§ CHALLENGES:
1 - List every timestamp in the podcast transcript that appears on its own, without a speaker label in front of it.
2 - Reproduce everything in the podcast transcript from "Second child is" down to "a good heart.".

§ TEXT:
□ □ □ □
Welcome to the shop.

Speaker 2 (00:09):
Hey Alex, Hey Bill, how you doing. Molly's about to
get married.

Speaker 1 (00:14):
My oh, you're time stamping it. I leave tomorrow and yes,
we go off and my youngest daughter, my third child,
hold it. Yes, second child, she's second. Yes, youngest daughter.
Second child is getting married to a guy named Tracy
Z who is really awesome guy. I'm really excited for her,

(00:39):
and I feel sorry for him. She's crazy. My daughter
is a hand full, and then so I think she's
a lot of fun though, and she's got a good heart.
She has a great heart. She's faithful, she's she's spirited,
she's very very bright, she works hard, and she's just

(01:02):
nutty as hell. She's basically her mom.

Speaker 2 (01:06):
Yeah, I mean you're a little crazy too.

Speaker 1 (01:08):
No mom, y'all. Everybody thinks because in social settings, Lisa's
kind of this beautiful little thing that kind of keeps
her mouth shut and smiles big and just walks around
with me, and everybody thinks I'm the way I'm telling you,
least is the one.

Speaker 3 (01:24):
I haven't seen her crazy yet. I usually just see
you hitting on her in front of me.

Speaker 2 (01:28):
That's like the crazy hit on her.

Speaker 1 (01:29):
In front of everybody. She's gorgeous and I can't wait.
In fact, now I can't wait to get home and
see her. All right, everybody's shop Talk number ninety one.

Speaker 2 (01:37):
You know that's one of them. Job Bill. Oh that's
another one. Dennis Rodman.

Speaker 1 (01:45):
Dennis Well, but see he wasn't always ninety but what
it said is on his bowls championship seasons he.

Speaker 2 (01:52):
Was ninety one.

Speaker 1 (01:53):
Oh okay, well there you.

Speaker 3 (01:54):
Go, Serge Federoff and Hockey. I wouldn't have known that
demo the pitch.

Speaker 1 (02:00):
Yeah he was ninety one.

Speaker 2 (02:01):
Yeah really yeah?

Speaker 1 (02:03):
Yeah? Who else?

Speaker 2 (02:04):
That's it? That's good though. With Kevin Green, you know, but.

Speaker 1 (02:08):
Yeah, well Kevin Green, I always thought he was a
hilacious defensive end. Okay, everybody's Shop Talk number ninety one,
in honor of my crazy wife and daughter, has nothing
to do with this. Alex Is teed this up. There's
a book called Bowling Alone. Correct can't wait to unpack
this right after these brief messages from our general sponsors.

(02:47):
All right, everybody, welcome back to the shop Shop Talk
number ninety one. Bowling Alone, or why Everybody's lonely and
nobody knows what to do about it? Read by me
teed up by your very own, lovely and talented Alex Quartel,
who woke up at three point thirty in this morning.
I'm told to put this stuff together for our reading enjoyment.

Speaker 2 (03:06):
That's correct, four hours of sleep.

Speaker 1 (03:08):
And then drove up here. I'm driving Oxford by the
way today.

Speaker 2 (03:11):
Are you really?

Speaker 1 (03:12):
Before I leave on my airplane at six in the morning,
I have to go down to do something with the
charity bowl.

Speaker 2 (03:18):
Oh interesting, Yeah, do you hear the train? I do
hear the train?
□ □ □ □
§ INFORMATION SUPPLIED:
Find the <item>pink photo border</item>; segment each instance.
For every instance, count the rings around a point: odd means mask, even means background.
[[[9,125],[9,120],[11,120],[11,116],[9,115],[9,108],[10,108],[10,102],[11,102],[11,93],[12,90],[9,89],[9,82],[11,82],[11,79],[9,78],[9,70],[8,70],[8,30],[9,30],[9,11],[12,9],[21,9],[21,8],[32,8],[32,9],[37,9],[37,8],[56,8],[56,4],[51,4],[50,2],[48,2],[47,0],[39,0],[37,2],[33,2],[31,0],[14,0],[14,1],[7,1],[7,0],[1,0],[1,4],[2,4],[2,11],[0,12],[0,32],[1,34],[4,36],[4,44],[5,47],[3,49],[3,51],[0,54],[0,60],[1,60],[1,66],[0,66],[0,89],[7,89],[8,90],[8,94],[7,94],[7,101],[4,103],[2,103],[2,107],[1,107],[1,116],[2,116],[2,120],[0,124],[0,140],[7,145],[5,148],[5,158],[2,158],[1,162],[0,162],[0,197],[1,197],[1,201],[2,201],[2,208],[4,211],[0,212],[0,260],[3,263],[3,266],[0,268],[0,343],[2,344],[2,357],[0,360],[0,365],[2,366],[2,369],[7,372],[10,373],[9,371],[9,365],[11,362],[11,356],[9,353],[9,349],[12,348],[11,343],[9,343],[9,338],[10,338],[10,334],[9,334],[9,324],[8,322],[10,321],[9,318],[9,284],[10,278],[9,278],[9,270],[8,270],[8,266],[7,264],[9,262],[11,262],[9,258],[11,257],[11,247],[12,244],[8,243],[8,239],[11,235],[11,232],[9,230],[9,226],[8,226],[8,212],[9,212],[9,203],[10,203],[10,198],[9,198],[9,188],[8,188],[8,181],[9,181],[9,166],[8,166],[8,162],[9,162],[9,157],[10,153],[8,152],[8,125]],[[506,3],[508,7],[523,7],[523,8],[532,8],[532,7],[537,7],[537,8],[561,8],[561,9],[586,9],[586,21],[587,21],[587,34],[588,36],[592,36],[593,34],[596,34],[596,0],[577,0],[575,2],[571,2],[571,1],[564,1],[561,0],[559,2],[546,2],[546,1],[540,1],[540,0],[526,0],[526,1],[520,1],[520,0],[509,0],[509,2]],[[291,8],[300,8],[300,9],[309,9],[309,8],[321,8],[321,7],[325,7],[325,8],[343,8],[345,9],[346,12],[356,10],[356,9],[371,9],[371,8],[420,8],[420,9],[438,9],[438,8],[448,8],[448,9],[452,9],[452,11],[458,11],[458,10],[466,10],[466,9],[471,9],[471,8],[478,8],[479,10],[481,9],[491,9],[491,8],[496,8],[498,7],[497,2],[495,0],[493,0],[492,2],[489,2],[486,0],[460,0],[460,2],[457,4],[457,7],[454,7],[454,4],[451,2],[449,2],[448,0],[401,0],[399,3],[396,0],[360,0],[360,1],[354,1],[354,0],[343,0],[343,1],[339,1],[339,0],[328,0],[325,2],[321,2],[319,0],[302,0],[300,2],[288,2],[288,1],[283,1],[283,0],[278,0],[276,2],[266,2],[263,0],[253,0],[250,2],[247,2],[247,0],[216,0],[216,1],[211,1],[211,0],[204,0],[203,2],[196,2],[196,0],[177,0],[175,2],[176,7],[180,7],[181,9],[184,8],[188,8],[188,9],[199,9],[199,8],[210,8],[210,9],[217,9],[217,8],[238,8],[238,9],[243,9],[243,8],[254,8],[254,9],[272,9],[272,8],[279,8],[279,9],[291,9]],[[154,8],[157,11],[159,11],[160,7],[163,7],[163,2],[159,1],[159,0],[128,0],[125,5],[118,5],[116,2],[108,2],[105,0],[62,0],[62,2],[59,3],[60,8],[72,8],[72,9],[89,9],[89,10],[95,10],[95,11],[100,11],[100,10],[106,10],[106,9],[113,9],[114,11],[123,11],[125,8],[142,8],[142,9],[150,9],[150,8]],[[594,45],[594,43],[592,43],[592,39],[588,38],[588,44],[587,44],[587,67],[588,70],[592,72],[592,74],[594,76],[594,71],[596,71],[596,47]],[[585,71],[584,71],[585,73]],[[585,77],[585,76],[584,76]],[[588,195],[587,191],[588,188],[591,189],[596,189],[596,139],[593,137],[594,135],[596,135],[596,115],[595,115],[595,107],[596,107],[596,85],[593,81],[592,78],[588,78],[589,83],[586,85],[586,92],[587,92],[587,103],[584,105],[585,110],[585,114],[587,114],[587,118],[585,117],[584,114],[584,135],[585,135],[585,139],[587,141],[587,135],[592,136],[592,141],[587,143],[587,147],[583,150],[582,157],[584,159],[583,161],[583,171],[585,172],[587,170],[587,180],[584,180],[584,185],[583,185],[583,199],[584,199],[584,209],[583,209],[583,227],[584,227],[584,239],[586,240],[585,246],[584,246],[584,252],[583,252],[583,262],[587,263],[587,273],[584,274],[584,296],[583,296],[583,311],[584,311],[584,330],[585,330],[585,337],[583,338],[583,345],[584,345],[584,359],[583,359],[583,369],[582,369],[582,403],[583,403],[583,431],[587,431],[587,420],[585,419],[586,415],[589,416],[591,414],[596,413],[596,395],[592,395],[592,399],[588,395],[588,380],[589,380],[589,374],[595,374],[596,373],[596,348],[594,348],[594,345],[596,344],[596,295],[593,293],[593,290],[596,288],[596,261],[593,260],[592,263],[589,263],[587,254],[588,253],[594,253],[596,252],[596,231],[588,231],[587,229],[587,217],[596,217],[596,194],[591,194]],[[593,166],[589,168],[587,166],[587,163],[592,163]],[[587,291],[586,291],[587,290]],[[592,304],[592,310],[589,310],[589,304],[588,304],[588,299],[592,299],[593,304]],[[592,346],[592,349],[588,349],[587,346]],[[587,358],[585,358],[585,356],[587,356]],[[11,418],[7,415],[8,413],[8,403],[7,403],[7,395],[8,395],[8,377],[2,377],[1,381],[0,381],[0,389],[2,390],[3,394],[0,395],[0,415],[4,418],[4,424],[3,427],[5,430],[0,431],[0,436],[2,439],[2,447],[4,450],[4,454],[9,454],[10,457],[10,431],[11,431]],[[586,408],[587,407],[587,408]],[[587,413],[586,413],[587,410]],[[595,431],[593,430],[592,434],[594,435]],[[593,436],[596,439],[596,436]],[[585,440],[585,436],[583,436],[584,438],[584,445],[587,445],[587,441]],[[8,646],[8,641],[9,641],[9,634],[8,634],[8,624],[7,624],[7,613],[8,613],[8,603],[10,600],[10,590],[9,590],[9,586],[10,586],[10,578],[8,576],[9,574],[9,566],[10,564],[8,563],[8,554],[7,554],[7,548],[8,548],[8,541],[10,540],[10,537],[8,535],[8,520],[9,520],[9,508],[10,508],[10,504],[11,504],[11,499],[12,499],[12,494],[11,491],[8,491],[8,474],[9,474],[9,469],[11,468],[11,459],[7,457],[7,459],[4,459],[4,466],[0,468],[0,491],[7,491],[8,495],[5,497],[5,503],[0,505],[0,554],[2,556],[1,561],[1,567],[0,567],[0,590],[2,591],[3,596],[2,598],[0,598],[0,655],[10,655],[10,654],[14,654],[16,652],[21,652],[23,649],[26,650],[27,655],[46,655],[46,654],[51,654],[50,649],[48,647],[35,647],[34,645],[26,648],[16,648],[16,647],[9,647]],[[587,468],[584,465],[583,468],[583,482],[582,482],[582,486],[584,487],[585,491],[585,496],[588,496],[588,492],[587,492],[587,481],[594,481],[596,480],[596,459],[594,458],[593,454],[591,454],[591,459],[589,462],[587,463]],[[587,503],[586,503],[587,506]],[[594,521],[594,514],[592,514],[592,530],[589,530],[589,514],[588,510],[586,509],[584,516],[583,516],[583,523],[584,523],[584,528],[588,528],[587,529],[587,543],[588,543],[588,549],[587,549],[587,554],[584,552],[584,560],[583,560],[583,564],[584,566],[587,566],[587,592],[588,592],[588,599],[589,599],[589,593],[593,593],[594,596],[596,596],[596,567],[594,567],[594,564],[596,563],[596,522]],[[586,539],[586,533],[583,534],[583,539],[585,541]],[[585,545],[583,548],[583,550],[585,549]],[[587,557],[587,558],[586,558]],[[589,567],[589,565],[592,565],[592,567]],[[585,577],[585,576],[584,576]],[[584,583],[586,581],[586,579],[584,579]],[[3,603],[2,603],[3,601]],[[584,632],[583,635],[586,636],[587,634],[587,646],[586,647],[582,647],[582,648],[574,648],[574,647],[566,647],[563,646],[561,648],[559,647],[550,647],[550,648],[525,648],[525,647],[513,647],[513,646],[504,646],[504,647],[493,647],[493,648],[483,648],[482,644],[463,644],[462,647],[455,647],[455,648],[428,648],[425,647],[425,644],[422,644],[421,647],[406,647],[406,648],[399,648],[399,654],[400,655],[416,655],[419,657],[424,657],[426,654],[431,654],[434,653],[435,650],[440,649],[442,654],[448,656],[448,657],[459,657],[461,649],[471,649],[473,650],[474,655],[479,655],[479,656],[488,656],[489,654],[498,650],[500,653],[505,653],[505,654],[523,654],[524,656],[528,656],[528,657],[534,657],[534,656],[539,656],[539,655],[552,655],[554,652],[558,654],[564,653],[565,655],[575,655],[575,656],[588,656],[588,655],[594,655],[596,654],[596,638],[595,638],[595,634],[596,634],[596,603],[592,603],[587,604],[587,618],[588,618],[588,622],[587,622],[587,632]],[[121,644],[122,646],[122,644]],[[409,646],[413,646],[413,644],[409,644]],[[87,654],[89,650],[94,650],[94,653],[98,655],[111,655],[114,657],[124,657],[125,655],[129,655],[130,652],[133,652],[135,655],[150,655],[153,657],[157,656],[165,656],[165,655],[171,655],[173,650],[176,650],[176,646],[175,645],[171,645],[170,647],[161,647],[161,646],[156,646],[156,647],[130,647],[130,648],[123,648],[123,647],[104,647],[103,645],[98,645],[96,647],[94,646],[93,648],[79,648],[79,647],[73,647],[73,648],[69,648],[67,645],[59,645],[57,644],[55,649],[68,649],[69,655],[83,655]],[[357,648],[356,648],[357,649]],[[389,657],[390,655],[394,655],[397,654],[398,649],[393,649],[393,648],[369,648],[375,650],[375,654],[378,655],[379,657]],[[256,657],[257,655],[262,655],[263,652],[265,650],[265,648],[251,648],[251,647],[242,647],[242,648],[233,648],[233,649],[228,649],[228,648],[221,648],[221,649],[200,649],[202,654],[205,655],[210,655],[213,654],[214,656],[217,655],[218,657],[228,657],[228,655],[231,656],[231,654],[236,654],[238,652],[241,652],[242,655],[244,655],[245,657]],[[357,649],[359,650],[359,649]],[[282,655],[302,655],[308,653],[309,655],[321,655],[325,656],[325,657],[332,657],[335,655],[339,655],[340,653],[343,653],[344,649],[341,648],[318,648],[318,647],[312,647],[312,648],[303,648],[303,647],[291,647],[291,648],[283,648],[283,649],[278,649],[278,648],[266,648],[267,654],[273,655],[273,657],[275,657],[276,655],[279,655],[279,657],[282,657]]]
□ □ □ □
§ RESPONSES PER TASK:
1 - 00:39, 01:02, 02:47

2 -
Second child is getting married to a guy named Tracy
Z who is really awesome guy. I'm really excited for her,

(00:39):
and I feel sorry for him. She's crazy. My daughter
is a hand full, and then so I think she's
a lot of fun though, and she's got a good heart.